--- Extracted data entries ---

....................

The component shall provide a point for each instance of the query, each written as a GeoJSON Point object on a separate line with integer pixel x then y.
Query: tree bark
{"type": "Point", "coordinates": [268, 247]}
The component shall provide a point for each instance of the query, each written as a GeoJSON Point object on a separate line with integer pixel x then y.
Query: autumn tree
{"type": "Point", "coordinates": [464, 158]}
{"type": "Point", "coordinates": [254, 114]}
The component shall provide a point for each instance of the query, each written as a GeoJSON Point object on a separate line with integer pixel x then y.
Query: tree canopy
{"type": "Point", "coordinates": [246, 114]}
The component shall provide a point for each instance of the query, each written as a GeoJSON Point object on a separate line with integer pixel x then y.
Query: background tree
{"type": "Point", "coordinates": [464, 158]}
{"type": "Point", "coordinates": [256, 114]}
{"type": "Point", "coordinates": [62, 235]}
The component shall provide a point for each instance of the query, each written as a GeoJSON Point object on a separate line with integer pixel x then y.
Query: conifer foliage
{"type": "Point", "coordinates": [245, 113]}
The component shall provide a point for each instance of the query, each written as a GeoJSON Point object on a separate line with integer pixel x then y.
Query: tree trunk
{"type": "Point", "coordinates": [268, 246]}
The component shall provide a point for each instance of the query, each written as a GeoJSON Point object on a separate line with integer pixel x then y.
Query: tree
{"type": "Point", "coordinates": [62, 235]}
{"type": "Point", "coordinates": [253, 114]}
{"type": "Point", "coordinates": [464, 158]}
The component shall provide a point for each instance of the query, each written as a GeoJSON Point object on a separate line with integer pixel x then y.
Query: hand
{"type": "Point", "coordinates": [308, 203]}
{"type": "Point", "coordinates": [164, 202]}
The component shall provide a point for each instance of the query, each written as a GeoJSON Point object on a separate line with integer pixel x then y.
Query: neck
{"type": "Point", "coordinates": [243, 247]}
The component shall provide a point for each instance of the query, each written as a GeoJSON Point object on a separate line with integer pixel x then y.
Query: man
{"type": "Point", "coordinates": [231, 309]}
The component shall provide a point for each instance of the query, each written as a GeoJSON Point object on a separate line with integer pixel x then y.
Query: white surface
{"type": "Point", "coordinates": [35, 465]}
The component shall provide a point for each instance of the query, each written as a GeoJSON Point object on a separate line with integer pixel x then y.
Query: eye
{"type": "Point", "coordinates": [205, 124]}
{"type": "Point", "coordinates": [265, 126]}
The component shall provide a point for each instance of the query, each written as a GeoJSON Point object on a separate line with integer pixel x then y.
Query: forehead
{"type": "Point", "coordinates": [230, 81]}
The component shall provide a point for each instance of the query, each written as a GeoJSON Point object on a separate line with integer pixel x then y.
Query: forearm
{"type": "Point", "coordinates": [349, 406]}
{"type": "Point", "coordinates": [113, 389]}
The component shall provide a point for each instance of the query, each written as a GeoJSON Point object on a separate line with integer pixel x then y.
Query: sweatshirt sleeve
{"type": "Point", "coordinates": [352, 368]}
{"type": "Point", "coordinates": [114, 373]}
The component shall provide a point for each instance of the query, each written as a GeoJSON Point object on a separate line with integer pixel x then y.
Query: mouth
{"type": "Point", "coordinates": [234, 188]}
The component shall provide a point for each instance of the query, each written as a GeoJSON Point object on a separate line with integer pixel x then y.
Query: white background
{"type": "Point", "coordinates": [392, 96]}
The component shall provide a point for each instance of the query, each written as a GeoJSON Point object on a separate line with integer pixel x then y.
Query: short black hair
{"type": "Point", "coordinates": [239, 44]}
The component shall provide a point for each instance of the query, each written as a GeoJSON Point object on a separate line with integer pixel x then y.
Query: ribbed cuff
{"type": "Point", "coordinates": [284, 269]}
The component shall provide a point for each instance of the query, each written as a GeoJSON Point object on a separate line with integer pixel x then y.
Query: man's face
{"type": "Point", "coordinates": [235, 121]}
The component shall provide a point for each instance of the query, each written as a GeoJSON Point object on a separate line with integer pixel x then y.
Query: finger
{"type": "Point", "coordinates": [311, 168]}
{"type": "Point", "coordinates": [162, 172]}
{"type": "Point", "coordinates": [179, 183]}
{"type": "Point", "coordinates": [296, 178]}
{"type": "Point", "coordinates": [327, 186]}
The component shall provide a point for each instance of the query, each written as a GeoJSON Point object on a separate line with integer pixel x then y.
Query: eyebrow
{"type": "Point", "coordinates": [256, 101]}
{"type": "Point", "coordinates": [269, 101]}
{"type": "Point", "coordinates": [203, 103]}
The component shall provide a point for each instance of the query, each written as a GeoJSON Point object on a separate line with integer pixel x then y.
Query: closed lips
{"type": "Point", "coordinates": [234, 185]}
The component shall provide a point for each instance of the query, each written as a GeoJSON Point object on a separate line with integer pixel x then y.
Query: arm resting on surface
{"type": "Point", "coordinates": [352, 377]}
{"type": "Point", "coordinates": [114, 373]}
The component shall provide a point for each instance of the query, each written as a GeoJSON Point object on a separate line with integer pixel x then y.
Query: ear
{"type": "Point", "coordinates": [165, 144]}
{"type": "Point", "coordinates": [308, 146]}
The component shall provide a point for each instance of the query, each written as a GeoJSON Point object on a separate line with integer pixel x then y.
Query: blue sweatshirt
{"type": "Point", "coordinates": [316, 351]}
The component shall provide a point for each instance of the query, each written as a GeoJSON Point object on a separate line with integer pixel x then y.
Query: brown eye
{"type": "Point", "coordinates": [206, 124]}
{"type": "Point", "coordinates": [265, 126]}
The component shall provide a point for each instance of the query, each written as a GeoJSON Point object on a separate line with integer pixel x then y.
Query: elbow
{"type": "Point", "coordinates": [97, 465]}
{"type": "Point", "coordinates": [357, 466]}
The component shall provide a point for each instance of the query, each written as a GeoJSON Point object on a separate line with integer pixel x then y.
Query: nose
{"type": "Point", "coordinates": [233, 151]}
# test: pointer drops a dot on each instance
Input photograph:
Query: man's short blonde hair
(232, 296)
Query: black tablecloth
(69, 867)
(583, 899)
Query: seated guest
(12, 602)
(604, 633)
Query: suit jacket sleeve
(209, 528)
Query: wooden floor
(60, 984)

....................

--- Exercise brief ---
Word for word, write out all of the entries again.

--- Task output ---
The component shall provide a point for each instance of the query, each written as a GeoJSON Point object on a separate line with integer pixel x then y.
Query: tree bark
{"type": "Point", "coordinates": [268, 247]}
The component shall provide a point for each instance of the query, each written as a GeoJSON Point object on a separate line with integer pixel x then y.
Query: autumn tree
{"type": "Point", "coordinates": [464, 158]}
{"type": "Point", "coordinates": [254, 114]}
The component shall provide a point for each instance of the query, each written as a GeoJSON Point object on a separate line with integer pixel x then y.
Query: tree canopy
{"type": "Point", "coordinates": [246, 114]}
The component shall provide a point for each instance of the query, each written as a GeoJSON Point object on a separate line with integer pixel x then y.
Query: background tree
{"type": "Point", "coordinates": [464, 158]}
{"type": "Point", "coordinates": [256, 114]}
{"type": "Point", "coordinates": [62, 235]}
The component shall provide a point for each instance of the query, each written as a GeoJSON Point object on a separate line with integer pixel x then y.
Query: conifer foliage
{"type": "Point", "coordinates": [245, 113]}
The component shall provide a point for each instance of the query, each written as a GeoJSON Point object on a separate line with integer pixel x then y.
Query: tree trunk
{"type": "Point", "coordinates": [268, 246]}
The component shall provide a point for each instance of the query, each written as a GeoJSON Point object on a separate line with integer pixel x then y.
Query: tree
{"type": "Point", "coordinates": [62, 235]}
{"type": "Point", "coordinates": [253, 114]}
{"type": "Point", "coordinates": [464, 158]}
The component shall provide a point for each instance of the query, each written as a GeoJSON Point object on a separate line with integer pixel x then y.
Query: hand
{"type": "Point", "coordinates": [308, 203]}
{"type": "Point", "coordinates": [164, 202]}
The component shall provide a point for each instance of the query, each written as a GeoJSON Point object on a separate line with integer pixel x then y.
Query: neck
{"type": "Point", "coordinates": [243, 247]}
The component shall provide a point for each instance of the query, each written as a GeoJSON Point object on a separate line with integer pixel x then y.
Query: man
{"type": "Point", "coordinates": [231, 309]}
The component shall provide a point for each instance of the query, each written as a GeoJSON Point object on a separate line with integer pixel x then y.
Query: white surface
{"type": "Point", "coordinates": [35, 465]}
The component shall provide a point for each instance of the query, each written as a GeoJSON Point object on a separate line with integer pixel x then y.
Query: eye
{"type": "Point", "coordinates": [205, 124]}
{"type": "Point", "coordinates": [265, 126]}
The component shall provide a point for each instance of the query, each written as a GeoJSON Point object on a separate line with integer pixel x then y.
Query: forehead
{"type": "Point", "coordinates": [230, 81]}
The component shall provide a point for each instance of the query, each written as a GeoJSON Point object on a separate line with integer pixel x then y.
Query: forearm
{"type": "Point", "coordinates": [349, 406]}
{"type": "Point", "coordinates": [113, 389]}
The component shall provide a point for each instance of the query, each written as a GeoJSON Point object on a separate line with integer pixel x then y.
Query: sweatshirt sleeve
{"type": "Point", "coordinates": [352, 368]}
{"type": "Point", "coordinates": [114, 373]}
The component shall provide a point for each instance of the query, each written as a GeoJSON Point object on a separate line with integer pixel x then y.
Query: mouth
{"type": "Point", "coordinates": [234, 188]}
The component shall provide a point for each instance of the query, each written as a GeoJSON Point object on a separate line with integer pixel x then y.
Query: white background
{"type": "Point", "coordinates": [392, 96]}
The component shall provide a point for each instance of the query, each written as a GeoJSON Point object on a separate line with integer pixel x then y.
Query: short black hair
{"type": "Point", "coordinates": [239, 44]}
The component shall provide a point for each instance of the query, each written as a GeoJSON Point object on a separate line with integer pixel x then y.
Query: ribbed cuff
{"type": "Point", "coordinates": [284, 269]}
The component shall provide a point for each instance of the query, each written as a GeoJSON Point object on a separate line with integer pixel x then y.
Query: man's face
{"type": "Point", "coordinates": [235, 121]}
The component shall provide a point for each instance of the query, each written as a GeoJSON Point object on a separate line with integer pixel x then y.
Query: finger
{"type": "Point", "coordinates": [311, 168]}
{"type": "Point", "coordinates": [162, 172]}
{"type": "Point", "coordinates": [179, 183]}
{"type": "Point", "coordinates": [296, 178]}
{"type": "Point", "coordinates": [327, 186]}
The component shall provide a point for each instance of the query, each written as a GeoJSON Point object on a separate line with integer pixel x then y.
Query: eyebrow
{"type": "Point", "coordinates": [256, 101]}
{"type": "Point", "coordinates": [269, 101]}
{"type": "Point", "coordinates": [203, 103]}
The component shall provide a point for each instance of the query, each written as a GeoJSON Point object on a separate line with integer pixel x then y.
Query: closed lips
{"type": "Point", "coordinates": [234, 185]}
The component shall provide a point for each instance of the query, each written as a GeoJSON Point object on a separate line with integer pixel x then y.
Query: arm resting on surface
{"type": "Point", "coordinates": [352, 377]}
{"type": "Point", "coordinates": [114, 373]}
The component shall provide a point for each instance of the query, each written as a GeoJSON Point object on a separate line with integer pixel x then y.
Query: ear
{"type": "Point", "coordinates": [165, 144]}
{"type": "Point", "coordinates": [308, 146]}
The component shall provide a point for each instance of the query, each written as a GeoJSON Point object on a separate line with integer pixel x then y.
Query: blue sweatshirt
{"type": "Point", "coordinates": [316, 351]}
The component shall provide a point for each instance of the query, each written as a GeoJSON Point object on a separate line with integer pixel x then y.
Query: brown eye
{"type": "Point", "coordinates": [206, 124]}
{"type": "Point", "coordinates": [265, 126]}
The component shall provide a point for each instance of the query, each written as a GeoJSON Point object on a separate line with integer pixel x then y.
Query: elbow
{"type": "Point", "coordinates": [97, 465]}
{"type": "Point", "coordinates": [357, 466]}
The component shall provide a point for each instance of the query, each written as a GeoJSON Point object on a separate line with integer pixel x then y.
Query: nose
{"type": "Point", "coordinates": [233, 151]}
# test: pointer drops a dot on each instance
Input photograph:
Query: man's short blonde hair
(232, 296)
Query: black tablecloth
(69, 867)
(583, 899)
Query: seated guest
(12, 602)
(604, 633)
Query: suit jacket sleeve
(209, 528)
Query: wooden floor
(60, 984)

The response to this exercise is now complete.